> _TEKS PILIHAN_:
Tata cara maupun bentuk putusan dalam praperadilan tidak diatur secara spesifik dalam KUHAP, akan tetapi sesuai dengan sifat cepat dan sederhananya proses persidangan, hakim diharuskan untuk dapat meyesuaikan dalam melaksanakan proses persidangan maupun putusan. Berdasarkan ketentuan Pasal 82 ayat (1) huruf c tentang pengajuan dan tata cara pemeriksaan praperadilan, hakim pemeriksa perkara praperadilan berkewajiban untuk menentukan tahapan persidangan praperadilan dan membuat putusan sesederhana mungkin atau bisa di gabung dengan Berita Acara Sidang asalkan putusan memuat pertimbangan hukum yang lengkap, jelas dan memadai. Ha tersebut sesuai dengan ketentuan Pasal 82 ayat (1) huruf d yang berbunyi: “Dalam hal suatu perkara sudah mulai diperiksa Pengadilan Negeri, sedangkan pemeriksaan praperadilan belum selesai, maka permintaan tersebut gugur".

> _PERINTAH 1_: Tolong kumpulkan setiap baris dalam daftar di bawah yang memuat kata "point". Perhatikan perbedaan huruf besar dan kecil.

[Daftar Data]
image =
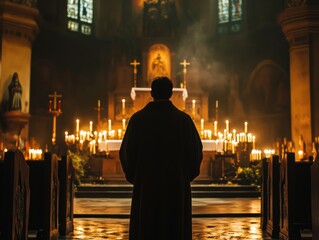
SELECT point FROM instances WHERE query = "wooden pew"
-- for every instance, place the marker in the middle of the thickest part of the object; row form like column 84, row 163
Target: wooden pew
column 264, row 196
column 295, row 197
column 66, row 201
column 273, row 205
column 15, row 196
column 44, row 203
column 315, row 198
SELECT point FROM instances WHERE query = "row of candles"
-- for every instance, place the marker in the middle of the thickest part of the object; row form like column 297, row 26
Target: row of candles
column 226, row 141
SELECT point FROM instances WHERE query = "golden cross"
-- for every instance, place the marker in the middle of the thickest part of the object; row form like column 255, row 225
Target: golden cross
column 55, row 97
column 98, row 108
column 184, row 64
column 135, row 63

> _PERINTAH 2_: Terjemahkan kalimat dari teks tentang praperadilan di atas ini ke dalam bahasa Inggris: "Berdasarkan ketentuan Pasal 82 ayat (1) huruf c tentang pengajuan dan tata cara pemeriksaan praperadilan, hakim pemeriksa perkara praperadilan berkewajiban untuk menentukan tahapan persidangan praperadilan dan membuat putusan sesederhana mungkin atau bisa di gabung dengan Berita Acara Sidang asalkan putusan memuat pertimbangan hukum yang lengkap, jelas dan memadai."

> _JAWABAN TERTULIS 1_:
SELECT point FROM instances WHERE query = "wooden pew"
SELECT point FROM instances WHERE query = "row of candles"
SELECT point FROM instances WHERE query = "golden cross"

> _JAWABAN TERTULIS 2_: Based on the provisions of Article 82 paragraph (1) letter c concerning the filing and procedure of pretrial examination, the judge examining a pretrial case is obliged to determine the stages of the pretrial hearing and to make the decision as simple as possible, or it may be combined with the Official Record of the Hearing, provided that the decision contains complete, clear, and adequate legal considerations.